WRITTEN REQUEST
Repeat the lines below with "set one marker" swapped out for "place a single point" everywhere it occurs, changing nothing else.
— Start of RECORDS FOR THIS TASK —
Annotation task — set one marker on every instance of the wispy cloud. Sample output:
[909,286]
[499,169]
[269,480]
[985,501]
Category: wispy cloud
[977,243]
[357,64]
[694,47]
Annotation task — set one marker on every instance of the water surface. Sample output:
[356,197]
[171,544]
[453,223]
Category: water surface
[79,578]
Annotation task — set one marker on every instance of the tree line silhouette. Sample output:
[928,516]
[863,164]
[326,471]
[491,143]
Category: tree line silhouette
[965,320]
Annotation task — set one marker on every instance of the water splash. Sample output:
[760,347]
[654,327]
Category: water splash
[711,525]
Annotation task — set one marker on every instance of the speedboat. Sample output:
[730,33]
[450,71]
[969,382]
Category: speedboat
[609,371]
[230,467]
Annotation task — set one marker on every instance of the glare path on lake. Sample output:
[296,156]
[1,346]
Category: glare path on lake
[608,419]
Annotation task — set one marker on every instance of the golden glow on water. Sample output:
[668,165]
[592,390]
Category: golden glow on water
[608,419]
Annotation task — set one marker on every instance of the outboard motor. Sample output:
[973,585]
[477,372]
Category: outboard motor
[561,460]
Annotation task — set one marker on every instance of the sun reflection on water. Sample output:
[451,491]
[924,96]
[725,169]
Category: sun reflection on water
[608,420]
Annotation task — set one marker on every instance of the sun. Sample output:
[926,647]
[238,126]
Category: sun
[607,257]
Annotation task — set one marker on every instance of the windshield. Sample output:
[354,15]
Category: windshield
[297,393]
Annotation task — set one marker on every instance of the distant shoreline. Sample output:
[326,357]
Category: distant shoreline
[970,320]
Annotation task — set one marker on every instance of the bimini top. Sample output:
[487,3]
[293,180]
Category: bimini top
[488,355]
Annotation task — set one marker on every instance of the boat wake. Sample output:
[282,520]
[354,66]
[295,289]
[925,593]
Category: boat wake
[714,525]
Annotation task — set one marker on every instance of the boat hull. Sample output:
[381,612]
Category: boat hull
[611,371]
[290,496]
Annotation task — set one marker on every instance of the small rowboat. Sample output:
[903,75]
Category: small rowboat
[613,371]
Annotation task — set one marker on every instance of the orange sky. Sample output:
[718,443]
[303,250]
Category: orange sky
— End of RECORDS FOR THIS TASK —
TASK RESULT
Annotation task — place a single point on every instance of the wispy cloud. Sample output:
[909,286]
[499,169]
[269,480]
[985,501]
Category: wispy cloud
[977,243]
[357,64]
[694,47]
Annotation task — place a single point on every instance of the water surface. Sample output:
[356,197]
[171,544]
[453,223]
Category: water surface
[79,578]
Annotation task — place a single point on every instance of the tree line silhouette. Sample output:
[928,516]
[863,164]
[326,471]
[491,143]
Category: tree line silhouette
[965,320]
Annotation task — place a single point on every instance of the water splash. Sample output:
[760,347]
[654,327]
Category: water splash
[711,525]
Annotation task — place a single point on every instance of the speedboat. Sample output:
[730,33]
[450,71]
[969,382]
Category: speedboat
[609,371]
[230,467]
Annotation task — place a single point on every instance of the glare path on lake. Sample output:
[296,156]
[1,346]
Category: glare path on lake
[608,419]
Annotation task — place a single point on every instance of the golden glow on water. Sample output:
[668,165]
[592,390]
Category: golden glow on water
[608,419]
Annotation task — place a single point on every instance of the outboard motor. Sample output:
[973,585]
[477,372]
Category: outboard motor
[561,460]
Annotation task — place a single point on every instance of the sun reflection on water. Sample output:
[451,491]
[924,96]
[725,169]
Category: sun reflection on water
[608,420]
Annotation task — place a single point on every instance of the sun. Sample output:
[926,647]
[238,126]
Category: sun
[607,257]
Annotation task — place a single point on every instance of the windshield. Sample output:
[354,15]
Category: windshield
[297,393]
Annotation task — place a single point on every instance of the distant shoreline. Sample output:
[326,357]
Category: distant shoreline
[970,320]
Annotation task — place a single point on every instance of the bimini top. Sample output:
[487,3]
[293,180]
Category: bimini top
[488,355]
Annotation task — place a single point on every instance of the boat wake. Sample output:
[282,520]
[354,66]
[295,289]
[925,593]
Category: boat wake
[714,525]
Annotation task — place a single point on every instance of the boat hull. Sample output:
[381,612]
Category: boat hull
[611,371]
[290,496]
Annotation task — place a single point on every instance of the small rowboat. Sample output:
[903,75]
Category: small rowboat
[613,371]
Annotation task — place a single point on every instance of the orange sky. Sample output:
[718,443]
[303,250]
Category: orange sky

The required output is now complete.